Task material:
◆ ◆ ◆ ◆ ◆ ◆ ◆

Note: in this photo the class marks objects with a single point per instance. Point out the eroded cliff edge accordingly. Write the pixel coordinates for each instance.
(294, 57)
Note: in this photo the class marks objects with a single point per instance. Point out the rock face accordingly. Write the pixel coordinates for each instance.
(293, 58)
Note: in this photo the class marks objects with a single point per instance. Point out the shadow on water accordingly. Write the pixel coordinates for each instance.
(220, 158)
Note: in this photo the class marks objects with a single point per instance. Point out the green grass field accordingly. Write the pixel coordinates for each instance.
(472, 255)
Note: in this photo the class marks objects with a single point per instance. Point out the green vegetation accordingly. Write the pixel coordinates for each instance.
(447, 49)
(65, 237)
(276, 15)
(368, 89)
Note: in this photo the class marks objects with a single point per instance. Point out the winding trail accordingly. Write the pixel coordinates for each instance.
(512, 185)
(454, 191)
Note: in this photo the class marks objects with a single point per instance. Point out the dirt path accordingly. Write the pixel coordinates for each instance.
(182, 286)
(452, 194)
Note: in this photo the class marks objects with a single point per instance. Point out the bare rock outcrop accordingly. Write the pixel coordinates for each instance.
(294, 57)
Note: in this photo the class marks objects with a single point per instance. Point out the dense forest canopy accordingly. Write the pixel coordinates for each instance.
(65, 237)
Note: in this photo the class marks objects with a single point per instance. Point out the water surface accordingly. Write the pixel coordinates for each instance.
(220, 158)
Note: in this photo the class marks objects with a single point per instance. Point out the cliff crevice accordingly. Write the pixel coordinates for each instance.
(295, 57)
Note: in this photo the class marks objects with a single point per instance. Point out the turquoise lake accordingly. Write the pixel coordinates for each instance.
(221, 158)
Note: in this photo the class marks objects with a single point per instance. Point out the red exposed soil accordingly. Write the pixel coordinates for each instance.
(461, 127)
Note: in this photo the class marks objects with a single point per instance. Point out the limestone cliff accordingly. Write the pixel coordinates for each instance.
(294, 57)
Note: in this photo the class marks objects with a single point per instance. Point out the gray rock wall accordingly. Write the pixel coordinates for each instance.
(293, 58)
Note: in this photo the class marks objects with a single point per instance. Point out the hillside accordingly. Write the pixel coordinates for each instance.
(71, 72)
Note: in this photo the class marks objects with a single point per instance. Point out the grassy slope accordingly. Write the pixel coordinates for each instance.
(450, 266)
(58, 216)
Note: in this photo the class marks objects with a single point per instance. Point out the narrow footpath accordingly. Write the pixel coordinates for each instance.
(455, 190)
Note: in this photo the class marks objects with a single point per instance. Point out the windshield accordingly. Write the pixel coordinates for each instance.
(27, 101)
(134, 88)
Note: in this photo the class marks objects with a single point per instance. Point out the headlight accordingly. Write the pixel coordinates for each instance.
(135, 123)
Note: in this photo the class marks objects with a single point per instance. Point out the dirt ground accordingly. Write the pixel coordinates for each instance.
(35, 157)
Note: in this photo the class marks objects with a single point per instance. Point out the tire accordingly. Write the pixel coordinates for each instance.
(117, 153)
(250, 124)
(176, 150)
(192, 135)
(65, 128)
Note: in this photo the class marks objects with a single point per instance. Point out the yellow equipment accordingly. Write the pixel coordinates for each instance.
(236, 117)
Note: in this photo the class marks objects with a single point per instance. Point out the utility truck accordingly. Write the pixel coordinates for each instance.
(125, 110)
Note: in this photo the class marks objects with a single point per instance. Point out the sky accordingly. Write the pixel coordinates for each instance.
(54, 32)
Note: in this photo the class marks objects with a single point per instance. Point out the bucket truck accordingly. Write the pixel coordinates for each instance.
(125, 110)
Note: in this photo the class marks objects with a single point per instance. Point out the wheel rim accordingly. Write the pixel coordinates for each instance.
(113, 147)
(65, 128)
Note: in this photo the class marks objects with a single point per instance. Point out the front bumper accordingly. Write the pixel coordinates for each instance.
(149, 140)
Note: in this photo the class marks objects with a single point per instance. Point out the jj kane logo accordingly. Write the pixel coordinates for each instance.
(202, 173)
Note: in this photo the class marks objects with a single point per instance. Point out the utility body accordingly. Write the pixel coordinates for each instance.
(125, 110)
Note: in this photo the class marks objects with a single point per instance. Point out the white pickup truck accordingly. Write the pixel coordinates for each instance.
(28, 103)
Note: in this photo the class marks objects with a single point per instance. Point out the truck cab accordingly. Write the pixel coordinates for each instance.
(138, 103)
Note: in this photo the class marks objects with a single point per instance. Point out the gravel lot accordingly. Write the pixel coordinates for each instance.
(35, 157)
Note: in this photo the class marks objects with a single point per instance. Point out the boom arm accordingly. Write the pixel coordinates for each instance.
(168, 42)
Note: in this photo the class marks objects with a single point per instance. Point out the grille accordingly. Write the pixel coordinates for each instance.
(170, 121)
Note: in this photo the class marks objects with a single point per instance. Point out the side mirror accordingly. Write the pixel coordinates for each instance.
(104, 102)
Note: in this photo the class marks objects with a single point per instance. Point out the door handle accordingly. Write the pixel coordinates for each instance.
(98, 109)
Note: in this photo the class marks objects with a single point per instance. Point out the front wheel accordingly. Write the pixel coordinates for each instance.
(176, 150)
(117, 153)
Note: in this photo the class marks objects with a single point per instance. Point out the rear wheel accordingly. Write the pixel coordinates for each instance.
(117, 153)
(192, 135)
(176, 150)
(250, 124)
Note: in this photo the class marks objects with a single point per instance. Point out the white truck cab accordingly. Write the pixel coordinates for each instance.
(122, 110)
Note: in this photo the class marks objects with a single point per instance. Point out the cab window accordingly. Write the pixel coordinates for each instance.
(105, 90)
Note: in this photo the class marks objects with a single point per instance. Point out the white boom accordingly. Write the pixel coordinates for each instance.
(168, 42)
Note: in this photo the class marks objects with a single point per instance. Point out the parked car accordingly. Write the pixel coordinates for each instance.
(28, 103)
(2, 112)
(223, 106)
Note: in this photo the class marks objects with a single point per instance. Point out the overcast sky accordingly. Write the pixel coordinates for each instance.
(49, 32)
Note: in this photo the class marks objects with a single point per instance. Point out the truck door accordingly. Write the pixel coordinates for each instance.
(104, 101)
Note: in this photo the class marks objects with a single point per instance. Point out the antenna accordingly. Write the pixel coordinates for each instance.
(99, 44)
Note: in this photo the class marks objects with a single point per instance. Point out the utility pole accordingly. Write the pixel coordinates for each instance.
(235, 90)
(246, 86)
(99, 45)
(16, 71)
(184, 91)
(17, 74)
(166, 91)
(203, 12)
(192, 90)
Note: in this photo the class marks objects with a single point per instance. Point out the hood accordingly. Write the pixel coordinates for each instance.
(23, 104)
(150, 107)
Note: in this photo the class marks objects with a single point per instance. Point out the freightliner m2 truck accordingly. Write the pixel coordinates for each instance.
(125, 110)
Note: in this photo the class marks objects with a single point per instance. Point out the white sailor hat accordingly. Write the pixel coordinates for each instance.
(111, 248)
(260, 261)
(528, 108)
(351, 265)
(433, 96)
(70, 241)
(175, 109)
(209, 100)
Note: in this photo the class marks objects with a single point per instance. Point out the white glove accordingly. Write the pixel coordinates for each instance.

◆ ◆ ◆ ◆ ◆ ◆ ◆

What needs to be done:
Each line of the material should be returned exactly as it stands.

Reply to the task:
Note: in this photo the class marks objects with a single point per instance. Point out the eroded cliff edge accordingly. Write the pixel coordinates for each instance.
(294, 57)
Note: in this photo the class marks objects with a single point per instance. Point out the rock face accordingly. Write the pixel coordinates for each instance.
(293, 58)
Note: in this photo the class marks objects with a single point per instance. Point out the shadow on water accordingly. Write the pixel coordinates for each instance.
(220, 158)
Note: in this photo the class marks objects with a single point per instance. Point out the green grass field accordingly. Write the pixel coordinates for each instance.
(472, 255)
Note: in this photo the class marks objects with a single point per instance. Point out the green vegetation accordingly. Write the pixel coordinates for each instance.
(447, 49)
(65, 237)
(276, 15)
(368, 89)
Note: in this photo the class marks objects with a single point per instance. Point out the winding trail accordingly. Write the pixel coordinates for each instance.
(512, 185)
(454, 191)
Note: in this photo the class marks objects with a single point per instance. Point out the dirt path accordingly. Write the pixel coordinates for each instance.
(182, 286)
(452, 194)
Note: in this photo the class marks objects with a single point per instance. Point out the bare rock outcrop accordingly. Write the pixel coordinates for each instance.
(294, 57)
Note: in this photo the class marks objects with a single point per instance. Point out the dense forest canopy accordingly. Write the pixel coordinates for each instance.
(65, 237)
Note: in this photo the class marks objects with a single point per instance. Point out the water surface accordingly. Write the pixel coordinates for each instance.
(220, 158)
Note: in this photo the class marks objects with a single point per instance. Point out the cliff crevice accordingly. Write the pixel coordinates for each instance.
(295, 57)
Note: in this photo the class marks objects with a single point per instance. Point out the turquoise lake accordingly. Write the pixel coordinates for each instance.
(221, 158)
Note: in this photo the class marks objects with a single point per instance. Point out the red exposed soil accordingly. Write the pixel coordinates for each instance.
(461, 127)
Note: in this photo the class marks objects with a single point per instance. Point out the limestone cliff accordingly. Write the pixel coordinates for each instance.
(294, 57)
Note: in this photo the class marks objects with a single point per instance. Point out the gray rock wall accordingly. Write the pixel coordinates for each instance.
(293, 58)
Note: in this photo the class marks objects with a single point per instance. Point out the hillside accordingly. Write the pixel coordinates for each instance.
(71, 72)
Note: in this photo the class marks objects with a single point per instance. Point out the grassy slope accordingly. Write the pixel coordinates for each instance.
(450, 266)
(58, 216)
Note: in this photo the class marks objects with a single point per instance. Point out the narrow footpath accordingly. Write the pixel coordinates for each instance.
(455, 190)
Note: in this photo the class marks objects with a single point per instance. Point out the windshield accordingly. Write the pixel coordinates for each instance.
(27, 101)
(134, 88)
Note: in this photo the class marks objects with a single point per instance. Point out the headlight accordingly. Write the pixel coordinates for each instance.
(135, 123)
Note: in this photo the class marks objects with a single point per instance. Point out the dirt ground accordingly. Write the pixel coordinates for each instance.
(35, 157)
Note: in this photo the class marks objects with a single point per instance. Point out the tire accordingly. Write the pixel coordinates for each instance.
(117, 153)
(250, 124)
(176, 150)
(192, 135)
(65, 128)
Note: in this photo the class marks objects with a single point per instance. Point out the yellow equipment accordingly. Write the pixel coordinates for each instance.
(236, 117)
Note: in this photo the class marks objects with a single point per instance. Point out the utility truck accordingly. Write the pixel coordinates for each instance.
(125, 110)
Note: in this photo the class marks objects with a single point per instance. Point out the sky accordingly. Write the pixel coordinates for each instance.
(54, 32)
Note: in this photo the class marks objects with a single point per instance. Point out the bucket truck accordingly. Write the pixel coordinates for each instance.
(125, 110)
Note: in this photo the class marks objects with a single point per instance. Point out the wheel rim accordingly. Write the pixel coordinates for each instance.
(113, 147)
(65, 128)
Note: in this photo the class marks objects with a single point per instance. Point out the front bumper accordingly. Write the pixel coordinates for each instance.
(149, 140)
Note: in this photo the class marks objects with a single point per instance. Point out the jj kane logo accordingly. Write the pixel coordinates for each instance.
(202, 173)
Note: in this photo the class marks objects with a single point per instance. Point out the utility body accordingly. Write the pixel coordinates for each instance.
(125, 110)
Note: in this photo the class marks objects with a single point per instance. Point out the white pickup truck accordingly. Write the pixel coordinates for each instance.
(28, 103)
Note: in this photo the class marks objects with a single point per instance. Point out the truck cab accordingly. Write the pixel coordinates for each instance.
(138, 103)
Note: in this photo the class marks objects with a single point per instance. Point out the gravel lot accordingly. Write the pixel coordinates for each instance.
(35, 157)
Note: in this photo the class marks objects with a single point per instance. Point out the boom arm accordingly. Write the pixel coordinates for each instance.
(168, 42)
Note: in this photo the class marks objects with a single point per instance. Point out the grille accordingly. Write the pixel coordinates for each instance.
(170, 121)
Note: in this photo the class marks objects with a single point per instance. Point out the side mirror accordingly. Write the pixel coordinates for each instance.
(104, 102)
Note: in this photo the class marks objects with a single point per instance. Point out the door handle accordingly. Write the pixel coordinates for each instance.
(98, 109)
Note: in this photo the class marks objects with a single point per instance. Point out the front wheel accordingly. Write the pixel coordinates for each instance.
(176, 150)
(117, 153)
Note: in this photo the class marks objects with a single point per instance. Point out the rear wheel accordingly. Write the pixel coordinates for each instance.
(117, 153)
(192, 135)
(176, 150)
(250, 124)
Note: in this photo the class marks objects with a single point per instance. Point out the white truck cab accordingly. Write the pixel coordinates for each instance.
(122, 110)
Note: in this photo the class marks objects with a single point per instance. Point out the cab window accordingly. Write the pixel coordinates for each instance.
(105, 90)
Note: in this photo the class marks objects with a single point per instance. Point out the white boom accordingly. Write the pixel coordinates for each instance.
(168, 42)
Note: in this photo the class marks objects with a single point per instance. Point out the parked car accordingly. Write the pixel coordinates for each instance.
(28, 103)
(2, 112)
(223, 106)
Note: in this photo the class marks objects with a single point per instance. Point out the overcast sky accordingly. Write the pixel coordinates for each instance.
(49, 32)
Note: in this photo the class marks objects with a single point per instance. Point out the truck door accordingly. Write the pixel coordinates for each instance.
(104, 101)
Note: in this photo the class marks objects with a single point per instance. Point out the antenna accordingly. Write the pixel coordinates for each instance.
(99, 44)
Note: in this photo the class marks objects with a single point per instance. Point out the utility pole accordingly. Write the pixel coordinates for each instance.
(235, 90)
(246, 86)
(99, 45)
(16, 71)
(184, 91)
(17, 74)
(166, 91)
(203, 12)
(192, 90)
Note: in this photo the class marks objects with a single point per instance. Point out the hood accordingly. Write the pixel coordinates for each instance.
(23, 104)
(150, 107)
Note: in this photo the class marks objects with a single point per instance. Point out the freightliner m2 truck accordingly. Write the pixel coordinates for each instance.
(125, 110)
Note: in this photo the class marks objects with a single point per instance. Point out the white sailor hat accordingly. Write the pixel coordinates for each instance.
(111, 248)
(260, 261)
(528, 108)
(351, 265)
(433, 96)
(70, 241)
(175, 109)
(209, 100)
Note: in this photo the class marks objects with a single point per instance. Point out the white glove accordingly. Write the pixel coordinates for each instance.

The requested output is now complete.